Input rows:
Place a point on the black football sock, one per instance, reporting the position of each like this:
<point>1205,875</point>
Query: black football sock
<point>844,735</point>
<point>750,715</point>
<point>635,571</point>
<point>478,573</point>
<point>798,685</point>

What is required: Reproduce all of the material line by line, requests included, and reduce every coordinate in the answer points by 32. Keep the sample point in the request as it is.

Response for this exercise:
Place a point on the black football sock, one per instance, reporting the position of each like this:
<point>1205,875</point>
Query: black football sock
<point>812,703</point>
<point>718,683</point>
<point>603,539</point>
<point>446,541</point>
<point>766,653</point>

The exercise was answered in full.